*** Opening of Reading text ***

Australian researchers have discovered a vital clue to the causes of the many chronic and incurable lung diseases such as Chronic Obstructive Pulmonary Disorders (COPD), emphysema and asthma.
These diseases are major international healthcare burdens. The World Health Organisation estimates that COPD alone will become the world’s third biggest killer by 2010. Until now, nobody knew what caused these diseases and there is still no cure.
Using mice, Dr. Matthias Ernst at the Ludwig Institute for Cancer Research in Melbourne who lead the national research effort, found the clue in an enzyme called Hck that plays a role in activating cells called macrophages that form an important part of the immune system in the lung.
By altering the enzyme slightly, Dr. Ernst and a University of Melbourne team discovered the macrophages went crazy and the mice went on to develop progressive lung disease.
“Now that we understand the mechanism we can start developing effective treatments,” says University of Melbourne, Associate Professor Gary Anderson, who worked with Dr. Ernst’s team.
The research is published in the latest edition of the prestigious Journal of Experimental Medicine and is a collaborative research effort between the Ludwig Institute for Cancer Research, the University of Melbourne, The Walter and Eliza Hall Institute, the Peter MacCallum Cancer Institute, The Institute for Child Health Research in Perth and the Cooperative Research Centre for Chronic Inflammatory Disease.
Previous research in the USA has dismissed Hck as largely redundant in the control of macrophage activity.
“Because of the USA research, nobody in the world suspected that Hck could be linked to serious lung disease. Our results show otherwise,” says Anderson.

*** Close of Reading text ***
*** Opening of Source information ***

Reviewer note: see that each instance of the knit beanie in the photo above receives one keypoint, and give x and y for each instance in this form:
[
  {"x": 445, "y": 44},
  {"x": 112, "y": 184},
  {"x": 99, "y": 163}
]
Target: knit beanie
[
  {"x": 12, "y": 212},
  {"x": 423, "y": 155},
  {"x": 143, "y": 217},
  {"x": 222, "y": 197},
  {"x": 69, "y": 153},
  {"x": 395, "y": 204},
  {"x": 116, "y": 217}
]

*** Close of Source information ***

- **Questions to answer**:
1. Reproduce the part of the lung disease article that opens with the words containing "By altering the" and closes with "Chronic Inflammatory Disease.".
2. List every institution that the lung disease article names as part of the collaborative research effort.
Work only from the lung disease article, not from the entries.

- **Answer section**:
1.
By altering the enzyme slightly, Dr. Ernst and a University of Melbourne team discovered the macrophages went crazy and the mice went on to develop progressive lung disease.
“Now that we understand the mechanism we can start developing effective treatments,” says University of Melbourne, Associate Professor Gary Anderson, who worked with Dr. Ernst’s team.
The research is published in the latest edition of the prestigious Journal of Experimental Medicine and is a collaborative research effort between the Ludwig Institute for Cancer Research, the University of Melbourne, The Walter and Eliza Hall Institute, the Peter MacCallum Cancer Institute, The Institute for Child Health Research in Perth and the Cooperative Research Centre for Chronic Inflammatory Disease.

2.
- Ludwig Institute for Cancer Research
- University of Melbourne
- The Walter and Eliza Hall Institute
- Peter MacCallum Cancer Institute
- The Institute for Child Health Research in Perth
- Cooperative Research Centre for Chronic Inflammatory Disease